• **Extract**
A commercial district or commercial zone is any part of a city or town in which the primary land use is commercial activities (shops, offices, theaters, restaurants and so on), as opposed to a residential neighbourhood, an industrial zone, or other types of neighbourhoods. In some cities, authorities use planning or zoning laws to define the boundaries of commercial districts.

Terminology

English 
In the United Kingdom, commercial districts that are primarily for shopping are called high streets.  In North America, in smaller towns and cities there is often only one main commercial district, which is located on the main street.  In larger cities and towns there may be multiple commercial districts, often with more specialized functions.  If a city has one large central area of offices and professional buildings, this is called the Central Business District or CBD (term used especially, but not exclusively, in Australian and New Zealand English), or downtown (North American English with the exception of Liverpool, England, who also uniquely use the term 'downtown' ).  "CBD" and "downtown" usually refer to centrally located areas of a city and are of predominate importance within their city, which differentiates them from other commercial districts. The financial district of a city is the specific area of either a larger CBD or downtown or separate zone and would typically house a stock exchange or several bank headquarters. Likewise, city centre is sometimes used as a synonym for CBD or downtown, but often the geographical centre of a city not a commercial district.  Often the centre of a city in older cities has many historic, institutional, or cultural areas.

• **Set of tasks**
[a] Copy out the stretch of the passage on commercial districts from "A commercial district or" through "of commercial districts.".
[b] Name every commercial activity the passage on commercial districts gives as an example in its opening sentence.
The listing isn't needed for any of this work.

• **Supplied material**
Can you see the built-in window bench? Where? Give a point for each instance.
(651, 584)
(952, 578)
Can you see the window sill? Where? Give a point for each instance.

• **Answers for this exercise**
[a]
A commercial district or commercial zone is any part of a city or town in which the primary land use is commercial activities (shops, offices, theaters, restaurants and so on), as opposed to a residential neighbourhood, an industrial zone, or other types of neighbourhoods. In some cities, authorities use planning or zoning laws to define the boundaries of commercial districts.

[b] Shops, offices, theaters, restaurants